* **SCHRIFTLICHE AUFGABE 1**
Gib die Einträge unten wortgetreu wieder, beginnend mit dem ersten Eintrag und endend mit der Zeile, die "[13, 381, 76, 398]" enthält, beide Enden eingeschlossen.

* **TEXTAUSZUG**

──────

Ein Kurswechsel deutet sich zudem in Sachen privater Lagerhaltung (PLH) von Schweinefleisch an. Auch diese Maßnahme wollte der EU-Agrarkommissar nicht mehr ausschließen, genauso wie einen Einsatz der Krisenreserve. Die Kommission prüfe die Möglichkeit von Interventionsmaßnahmen, vor allem für Schweinefleisch, so der Pole. Er stellte zudem den Einsatz des Europäischen Mechanismus zur Krisenvorsorge und Krisenreaktion im Bereich der Ernährungssicherheit (EFSCM) und der angekündigten Expertengruppe für die Krise am Schweinemarkt in Aussicht.

──────

* **VORHANDENE DATEN**
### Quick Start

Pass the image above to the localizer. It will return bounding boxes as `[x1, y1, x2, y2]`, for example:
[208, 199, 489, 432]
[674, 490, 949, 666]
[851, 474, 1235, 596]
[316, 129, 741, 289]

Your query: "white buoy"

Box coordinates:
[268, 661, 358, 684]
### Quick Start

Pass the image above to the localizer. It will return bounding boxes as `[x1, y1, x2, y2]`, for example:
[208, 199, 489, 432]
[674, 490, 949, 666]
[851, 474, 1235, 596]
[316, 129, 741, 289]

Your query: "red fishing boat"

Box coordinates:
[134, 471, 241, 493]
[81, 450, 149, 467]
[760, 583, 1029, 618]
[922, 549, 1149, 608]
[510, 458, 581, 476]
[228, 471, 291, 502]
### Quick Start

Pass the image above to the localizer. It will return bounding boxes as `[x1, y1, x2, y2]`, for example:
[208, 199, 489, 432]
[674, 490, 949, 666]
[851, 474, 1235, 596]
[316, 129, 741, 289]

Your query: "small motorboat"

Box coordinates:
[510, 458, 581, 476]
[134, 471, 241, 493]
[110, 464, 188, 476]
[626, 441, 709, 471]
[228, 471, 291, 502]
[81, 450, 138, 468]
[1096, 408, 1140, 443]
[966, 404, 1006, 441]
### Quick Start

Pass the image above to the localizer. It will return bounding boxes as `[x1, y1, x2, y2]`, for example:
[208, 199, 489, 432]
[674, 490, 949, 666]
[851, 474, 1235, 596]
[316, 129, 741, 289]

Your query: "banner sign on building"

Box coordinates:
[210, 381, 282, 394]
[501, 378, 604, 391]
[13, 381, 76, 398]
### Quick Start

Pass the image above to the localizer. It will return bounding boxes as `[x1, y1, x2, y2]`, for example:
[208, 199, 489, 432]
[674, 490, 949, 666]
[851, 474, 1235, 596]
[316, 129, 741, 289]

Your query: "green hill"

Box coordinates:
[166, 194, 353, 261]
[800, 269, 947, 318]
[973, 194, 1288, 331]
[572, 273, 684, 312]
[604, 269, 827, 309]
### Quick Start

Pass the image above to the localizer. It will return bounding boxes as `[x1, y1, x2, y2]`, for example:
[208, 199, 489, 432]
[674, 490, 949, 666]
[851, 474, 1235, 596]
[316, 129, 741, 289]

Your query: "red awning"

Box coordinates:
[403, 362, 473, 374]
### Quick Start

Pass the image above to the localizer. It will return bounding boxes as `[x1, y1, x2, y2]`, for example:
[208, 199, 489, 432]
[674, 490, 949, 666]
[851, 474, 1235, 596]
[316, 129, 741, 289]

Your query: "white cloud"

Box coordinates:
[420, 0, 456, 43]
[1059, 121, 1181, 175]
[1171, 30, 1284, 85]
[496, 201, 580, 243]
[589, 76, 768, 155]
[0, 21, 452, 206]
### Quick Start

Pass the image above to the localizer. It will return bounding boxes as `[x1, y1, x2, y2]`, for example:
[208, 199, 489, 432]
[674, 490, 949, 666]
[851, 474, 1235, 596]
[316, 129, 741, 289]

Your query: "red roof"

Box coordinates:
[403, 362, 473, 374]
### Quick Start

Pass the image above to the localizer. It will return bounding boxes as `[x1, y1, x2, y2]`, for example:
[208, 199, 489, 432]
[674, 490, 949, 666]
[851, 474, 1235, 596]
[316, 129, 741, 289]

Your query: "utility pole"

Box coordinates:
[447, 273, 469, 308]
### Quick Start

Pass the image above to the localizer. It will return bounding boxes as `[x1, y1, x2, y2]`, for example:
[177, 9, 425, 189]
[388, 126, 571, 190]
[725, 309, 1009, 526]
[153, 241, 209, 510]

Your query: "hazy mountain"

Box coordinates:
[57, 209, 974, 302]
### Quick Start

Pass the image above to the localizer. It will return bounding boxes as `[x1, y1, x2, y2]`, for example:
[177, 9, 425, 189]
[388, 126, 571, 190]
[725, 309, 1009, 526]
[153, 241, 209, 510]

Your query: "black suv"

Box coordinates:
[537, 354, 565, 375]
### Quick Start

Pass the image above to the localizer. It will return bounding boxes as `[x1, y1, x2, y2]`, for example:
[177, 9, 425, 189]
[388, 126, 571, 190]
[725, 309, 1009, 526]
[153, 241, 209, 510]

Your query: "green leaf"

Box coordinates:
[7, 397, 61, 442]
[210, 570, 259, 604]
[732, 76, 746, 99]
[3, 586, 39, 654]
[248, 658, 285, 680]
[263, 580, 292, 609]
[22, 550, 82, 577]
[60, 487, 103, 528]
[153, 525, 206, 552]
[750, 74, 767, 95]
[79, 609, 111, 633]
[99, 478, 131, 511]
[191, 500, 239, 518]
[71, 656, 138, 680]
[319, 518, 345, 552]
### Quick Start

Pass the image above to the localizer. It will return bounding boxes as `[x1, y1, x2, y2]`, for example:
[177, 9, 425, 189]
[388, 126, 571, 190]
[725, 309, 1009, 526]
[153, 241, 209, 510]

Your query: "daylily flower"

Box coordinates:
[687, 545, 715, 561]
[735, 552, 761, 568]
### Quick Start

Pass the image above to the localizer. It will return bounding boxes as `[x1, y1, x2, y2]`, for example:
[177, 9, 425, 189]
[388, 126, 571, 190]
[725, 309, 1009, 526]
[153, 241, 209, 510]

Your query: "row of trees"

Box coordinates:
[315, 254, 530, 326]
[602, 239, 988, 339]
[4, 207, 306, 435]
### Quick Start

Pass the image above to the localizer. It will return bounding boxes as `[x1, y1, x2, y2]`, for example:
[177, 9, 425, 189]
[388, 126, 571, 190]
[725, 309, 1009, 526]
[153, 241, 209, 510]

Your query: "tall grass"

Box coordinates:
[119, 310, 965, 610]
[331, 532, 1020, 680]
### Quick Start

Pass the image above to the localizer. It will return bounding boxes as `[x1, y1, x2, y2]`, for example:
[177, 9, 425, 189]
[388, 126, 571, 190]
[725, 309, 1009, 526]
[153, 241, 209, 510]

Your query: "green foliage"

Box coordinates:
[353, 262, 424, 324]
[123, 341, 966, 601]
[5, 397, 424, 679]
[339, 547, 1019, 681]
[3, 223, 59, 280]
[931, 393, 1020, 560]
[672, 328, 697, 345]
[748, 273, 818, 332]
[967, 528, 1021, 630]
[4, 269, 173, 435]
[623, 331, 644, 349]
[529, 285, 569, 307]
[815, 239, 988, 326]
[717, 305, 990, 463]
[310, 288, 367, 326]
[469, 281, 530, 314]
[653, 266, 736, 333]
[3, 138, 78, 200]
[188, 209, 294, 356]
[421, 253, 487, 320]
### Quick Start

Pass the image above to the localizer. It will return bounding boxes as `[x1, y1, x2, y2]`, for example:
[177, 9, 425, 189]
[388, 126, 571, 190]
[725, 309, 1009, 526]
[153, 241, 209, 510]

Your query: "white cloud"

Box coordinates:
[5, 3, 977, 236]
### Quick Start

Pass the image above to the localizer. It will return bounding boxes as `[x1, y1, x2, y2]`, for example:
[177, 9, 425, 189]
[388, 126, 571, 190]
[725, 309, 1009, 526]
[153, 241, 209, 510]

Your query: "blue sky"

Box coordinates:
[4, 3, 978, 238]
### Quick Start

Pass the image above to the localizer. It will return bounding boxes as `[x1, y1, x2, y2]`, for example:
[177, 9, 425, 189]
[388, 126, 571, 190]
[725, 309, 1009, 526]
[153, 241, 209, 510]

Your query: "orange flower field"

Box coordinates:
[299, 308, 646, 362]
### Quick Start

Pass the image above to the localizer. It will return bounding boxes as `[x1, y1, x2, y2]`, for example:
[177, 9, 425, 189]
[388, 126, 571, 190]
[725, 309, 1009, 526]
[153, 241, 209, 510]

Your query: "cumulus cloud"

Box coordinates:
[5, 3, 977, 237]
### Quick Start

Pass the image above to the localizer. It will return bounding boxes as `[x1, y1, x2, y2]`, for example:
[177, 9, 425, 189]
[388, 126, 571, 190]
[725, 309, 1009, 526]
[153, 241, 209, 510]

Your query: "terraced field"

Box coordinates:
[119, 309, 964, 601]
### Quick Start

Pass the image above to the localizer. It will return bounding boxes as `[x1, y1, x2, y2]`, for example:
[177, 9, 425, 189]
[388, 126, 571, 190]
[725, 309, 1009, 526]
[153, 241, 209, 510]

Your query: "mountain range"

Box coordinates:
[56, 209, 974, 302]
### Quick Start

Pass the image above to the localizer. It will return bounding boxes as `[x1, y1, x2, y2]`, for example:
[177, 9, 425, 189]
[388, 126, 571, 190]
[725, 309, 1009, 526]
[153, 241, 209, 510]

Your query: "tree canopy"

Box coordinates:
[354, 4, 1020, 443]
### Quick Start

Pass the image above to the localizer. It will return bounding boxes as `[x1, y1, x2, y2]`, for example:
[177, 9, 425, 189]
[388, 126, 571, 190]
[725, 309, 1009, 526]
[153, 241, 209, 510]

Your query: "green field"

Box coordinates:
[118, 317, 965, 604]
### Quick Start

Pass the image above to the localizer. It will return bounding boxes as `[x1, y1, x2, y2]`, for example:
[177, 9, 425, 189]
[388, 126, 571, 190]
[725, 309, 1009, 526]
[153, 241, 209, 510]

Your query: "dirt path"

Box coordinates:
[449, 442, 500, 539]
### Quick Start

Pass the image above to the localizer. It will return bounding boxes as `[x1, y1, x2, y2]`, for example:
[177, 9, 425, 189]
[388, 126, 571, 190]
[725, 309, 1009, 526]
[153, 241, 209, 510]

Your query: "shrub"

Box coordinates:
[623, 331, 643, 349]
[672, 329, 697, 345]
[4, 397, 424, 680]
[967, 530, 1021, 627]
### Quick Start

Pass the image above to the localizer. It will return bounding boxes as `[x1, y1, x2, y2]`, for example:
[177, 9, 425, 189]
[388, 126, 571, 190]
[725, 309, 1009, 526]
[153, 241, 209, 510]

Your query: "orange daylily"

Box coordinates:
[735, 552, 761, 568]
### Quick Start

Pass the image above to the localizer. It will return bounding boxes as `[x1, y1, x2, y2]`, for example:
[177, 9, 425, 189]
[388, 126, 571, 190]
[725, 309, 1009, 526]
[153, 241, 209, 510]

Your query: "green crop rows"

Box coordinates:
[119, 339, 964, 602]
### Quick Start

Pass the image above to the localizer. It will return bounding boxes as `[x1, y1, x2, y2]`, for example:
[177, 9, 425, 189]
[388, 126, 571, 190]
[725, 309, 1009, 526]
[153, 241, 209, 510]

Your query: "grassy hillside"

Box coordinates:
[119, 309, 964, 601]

──────

* **SCHRIFTLICHE AUFGABE 2**
Zitiere aus dem Text über den Schweinemarkt genau den Abschnitt, der mit "Ein Kurswechsel deutet" beginnt und mit "Schweinemarkt in Aussicht." endet.

* **ANTWORT ZUR AUFGABE 1**
### Quick Start

Pass the image above to the localizer. It will return bounding boxes as `[x1, y1, x2, y2]`, for example:
[208, 199, 489, 432]
[674, 490, 949, 666]
[851, 474, 1235, 596]
[316, 129, 741, 289]

Your query: "white buoy"

Box coordinates:
[268, 661, 358, 684]
### Quick Start

Pass the image above to the localizer. It will return bounding boxes as `[x1, y1, x2, y2]`, for example:
[208, 199, 489, 432]
[674, 490, 949, 666]
[851, 474, 1235, 596]
[316, 129, 741, 289]

Your query: "red fishing boat"

Box coordinates:
[134, 471, 241, 493]
[81, 450, 149, 467]
[760, 583, 1029, 618]
[922, 549, 1149, 608]
[510, 458, 581, 476]
[228, 471, 291, 502]
### Quick Start

Pass the image above to the localizer. It will return bounding boxes as `[x1, y1, x2, y2]`, for example:
[208, 199, 489, 432]
[674, 490, 949, 666]
[851, 474, 1235, 596]
[316, 129, 741, 289]

Your query: "small motorboat"

Box coordinates:
[510, 458, 581, 476]
[134, 471, 241, 493]
[110, 464, 188, 476]
[626, 441, 709, 471]
[228, 471, 291, 502]
[81, 450, 138, 468]
[1096, 408, 1140, 443]
[966, 404, 1006, 441]
### Quick Start

Pass the image above to the localizer. It will return bounding boxes as `[x1, y1, x2, y2]`, for example:
[208, 199, 489, 432]
[674, 490, 949, 666]
[851, 474, 1235, 596]
[316, 129, 741, 289]

Your query: "banner sign on building"

Box coordinates:
[210, 381, 282, 394]
[501, 378, 604, 391]
[13, 381, 76, 398]

* **ANTWORT ZUR AUFGABE 2**
Ein Kurswechsel deutet sich zudem in Sachen privater Lagerhaltung (PLH) von Schweinefleisch an. Auch diese Maßnahme wollte der EU-Agrarkommissar nicht mehr ausschließen, genauso wie einen Einsatz der Krisenreserve. Die Kommission prüfe die Möglichkeit von Interventionsmaßnahmen, vor allem für Schweinefleisch, so der Pole. Er stellte zudem den Einsatz des Europäischen Mechanismus zur Krisenvorsorge und Krisenreaktion im Bereich der Ernährungssicherheit (EFSCM) und der angekündigten Expertengruppe für die Krise am Schweinemarkt in Aussicht.